POTENZA – Cosa succede se si riduce per decreto di circa i due terzi il quantitativo di acqua raccolta in un invaso pensato per servire un numero costante di  utenze? Quello che sta accadendo in questi giorni a Potenza e in altri 28 comuni dell’alto e del medio Basento. Dopo un paio di stagioni poco piovose.
E’ una lezione impossibile da ignorare quella che emerge, in maniera sempre più nitida, dalla più grande crisi idrica degli ultimi tempi in Basilicata. Una crisi esplosa  nelle scorse settimane, ma che si sarebbe potuta verificare almeno da 5 anni a questa parte. Persino dei terribili mesi della pandemia da covid 19.
A svelare le probabili ragioni del disastro sono documenti e testimonianze raccolte dal Quotidiano. A partire da una nota di marzo del 2019 dell’ufficio Dighe della sede di Napoli del Ministero delle infrastrutture e dei trasporti (Mit, ndr), che ha  ordinato di ridurre di 4 metri il livello dell’acqua invasata nella diga della Camastra. Aprendo le paratie e lasciando scorrere a valle il sovrappiù, ogni qual volta venisse superata questa quota.

* [Dati forniti]
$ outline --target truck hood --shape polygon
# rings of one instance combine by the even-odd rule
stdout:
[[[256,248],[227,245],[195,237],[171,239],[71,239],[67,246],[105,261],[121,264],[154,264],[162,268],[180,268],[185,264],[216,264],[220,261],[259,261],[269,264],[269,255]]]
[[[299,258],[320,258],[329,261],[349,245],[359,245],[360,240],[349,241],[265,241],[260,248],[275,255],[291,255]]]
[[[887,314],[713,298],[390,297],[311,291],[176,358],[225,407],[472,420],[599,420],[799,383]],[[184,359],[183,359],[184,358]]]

* [Esplora il materiale]
1 > Secondo il brano sulla crisi idrica in Basilicata, di quanti metri l'ufficio Dighe ha ordinato di abbassare il livello dell'acqua nella diga della Camastra?
2 > Riprendi il brano sulla crisi idrica in Basilicata e vai avanti dopo la sua ultima frase.
Il materiale è a parte e non riguarda il brano sulla crisi idrica.

* [Le risposte]
1 > Di 4 metri.

2 >
Alla base della decisione dei responsabili dell’Ufficio dighe vi sarebbe stato l’esito di una verifica sulla gestione dell’impianto e la sua conformità alle ultime evoluzioni normative. Specie in materia di vulnerabilità sismica.  
Il risultato, però, sembrerebbe essere andato ben oltre le intenzioni, dal momento che i quantitativi di acqua trattenuta, rispettando la nuova altezza massima, sono dimezzati. Scendendo a 9 milioni di metri cubi dai 17-20 milioni di metri cubi registrati negli anni precedenti. Rispetto a una capacità massima di quasi 24milioni di metri cubi già ridotta, in via prudenziale, fin dall’entrata in esercizio «sperimentale» dell’invaso, nel 1964. In assenza di  un collaudo in piena regola anche per le difficoltà di inseguire leggi e regolamenti più recenti.
  Contattata dal Quotidiano del Sud, la segretaria generale dell’Autorità di bacino distrettuale dell’Appennino Meridionale, Vera Corbelli, ha spiegato che dal 2018 agisce anche come commissario straordinario del governo per  l’efficientamento del sistema dighe ed adduttori che un tempo erano gestiti dall’Ente irrigazioni Puglia Lucania e Irpinia (Eipli) tra i quali ricade anche la diga del Camastra.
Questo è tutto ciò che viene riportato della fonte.